== Text passage
The DeWalt DCD701F2 12-volt drill combines power, comfort, and convenience in a way that none of the other tested drills do. In our tests, it bored 30 1-inch holes through a 2-by-10 on a single battery charge—results that show it can handle just about anything within the four walls of a home, and even the occasional foray into more aggressive work such as a small decking repair. The DeWalt 12-volt’s power is on a par with that of some of the other drills we looked at, but it particularly excels in ergonomics and convenience features. The molded handle seems to account for every curve and bulge of the hand, making this drill the most comfortable we’ve ever held. The battery is designed so that the drill can stand upright when not in use (other drills, like the runner-up Bosch, need to be placed on their side), and the LED is positioned such that it illuminates the drill front better than most. The DCD701F2 also comes with a nice belt hook, and the battery gauge is on each battery rather than on the tool, so you can check batteries without having to insert them into the drill.

If the DeWalt 12-volt is overpriced or unavailable, we also like the Bosch PS31-2A 12V Max 3/8 In. Drill/Driver Kit. This 12-volt Bosch couldn’t drill as many 1-inch holes on a single charge as the DeWalt in our tests, but it still has more than enough power for general home tasks. In our own measurements, we found it to be about 5 ounces lighter than the DeWalt 12-volt, but it feels heavier because the balance isn’t as good. The Bosch battery slides up into the handle, making the grip fatter and not as contoured as the DeWalt’s. The LED also doesn’t illuminate as well. This drill was our pick for years, and it has always been a solid performer. We were willing to overlook its minor inconveniences before, but the more recently released DeWalt solves almost all of them.
====
== Entries
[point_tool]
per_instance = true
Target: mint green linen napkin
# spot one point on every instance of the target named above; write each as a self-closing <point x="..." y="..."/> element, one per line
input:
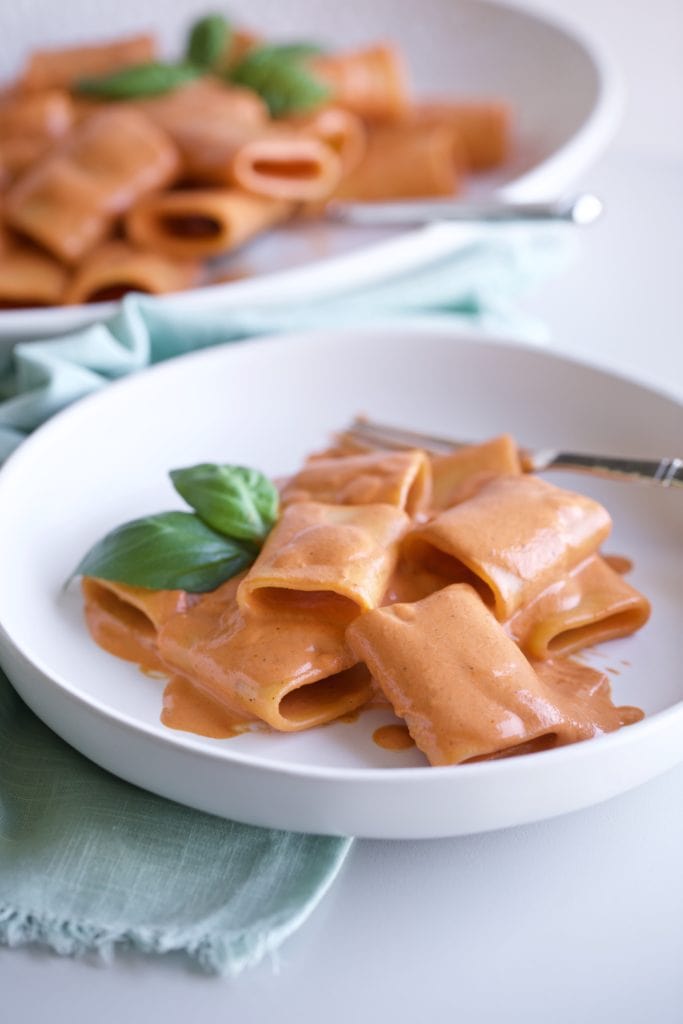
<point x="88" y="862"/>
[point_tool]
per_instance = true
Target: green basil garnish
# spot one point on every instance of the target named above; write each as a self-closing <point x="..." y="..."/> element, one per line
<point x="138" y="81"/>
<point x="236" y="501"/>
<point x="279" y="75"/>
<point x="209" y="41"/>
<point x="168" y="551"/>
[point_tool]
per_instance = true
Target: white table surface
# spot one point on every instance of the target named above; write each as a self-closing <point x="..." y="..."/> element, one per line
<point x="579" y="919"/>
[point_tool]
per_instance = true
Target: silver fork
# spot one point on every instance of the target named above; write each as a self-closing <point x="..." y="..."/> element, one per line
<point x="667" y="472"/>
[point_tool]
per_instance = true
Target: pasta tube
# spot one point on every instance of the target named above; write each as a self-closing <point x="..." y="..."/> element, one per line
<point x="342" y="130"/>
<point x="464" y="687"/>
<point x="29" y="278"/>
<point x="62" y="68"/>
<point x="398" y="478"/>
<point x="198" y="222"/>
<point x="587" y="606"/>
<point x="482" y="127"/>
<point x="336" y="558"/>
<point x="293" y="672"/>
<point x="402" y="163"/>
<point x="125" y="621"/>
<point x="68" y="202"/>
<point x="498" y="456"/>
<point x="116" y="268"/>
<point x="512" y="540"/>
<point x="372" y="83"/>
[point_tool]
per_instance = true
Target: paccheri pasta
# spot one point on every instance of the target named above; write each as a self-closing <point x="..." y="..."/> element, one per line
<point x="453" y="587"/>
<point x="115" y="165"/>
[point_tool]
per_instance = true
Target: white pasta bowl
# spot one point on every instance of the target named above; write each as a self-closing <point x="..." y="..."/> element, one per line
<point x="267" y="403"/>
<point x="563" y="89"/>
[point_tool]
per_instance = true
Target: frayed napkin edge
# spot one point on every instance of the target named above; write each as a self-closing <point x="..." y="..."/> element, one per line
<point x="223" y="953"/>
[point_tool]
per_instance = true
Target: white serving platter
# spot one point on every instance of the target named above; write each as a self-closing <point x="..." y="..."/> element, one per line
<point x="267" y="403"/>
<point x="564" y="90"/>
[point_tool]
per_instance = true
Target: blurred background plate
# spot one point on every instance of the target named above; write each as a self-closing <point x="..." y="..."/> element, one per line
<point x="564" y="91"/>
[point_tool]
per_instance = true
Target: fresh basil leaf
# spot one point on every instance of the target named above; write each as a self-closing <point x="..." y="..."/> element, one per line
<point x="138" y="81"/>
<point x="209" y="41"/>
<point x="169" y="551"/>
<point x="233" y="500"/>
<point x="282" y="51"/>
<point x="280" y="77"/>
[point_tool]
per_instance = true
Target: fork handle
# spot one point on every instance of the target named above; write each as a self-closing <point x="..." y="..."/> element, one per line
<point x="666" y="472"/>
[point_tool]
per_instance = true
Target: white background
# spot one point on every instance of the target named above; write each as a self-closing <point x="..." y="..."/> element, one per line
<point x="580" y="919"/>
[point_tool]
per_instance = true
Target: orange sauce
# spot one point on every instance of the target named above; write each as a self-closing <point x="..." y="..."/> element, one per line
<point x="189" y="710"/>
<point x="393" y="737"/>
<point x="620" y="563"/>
====
### Exercise task
Can you repeat, word for word, the passage of the drill review between "If the DeWalt" and "all of them.", inclusive?

### Correct output
If the DeWalt 12-volt is overpriced or unavailable, we also like the Bosch PS31-2A 12V Max 3/8 In. Drill/Driver Kit. This 12-volt Bosch couldn’t drill as many 1-inch holes on a single charge as the DeWalt in our tests, but it still has more than enough power for general home tasks. In our own measurements, we found it to be about 5 ounces lighter than the DeWalt 12-volt, but it feels heavier because the balance isn’t as good. The Bosch battery slides up into the handle, making the grip fatter and not as contoured as the DeWalt’s. The LED also doesn’t illuminate as well. This drill was our pick for years, and it has always been a solid performer. We were willing to overlook its minor inconveniences before, but the more recently released DeWalt solves almost all of them.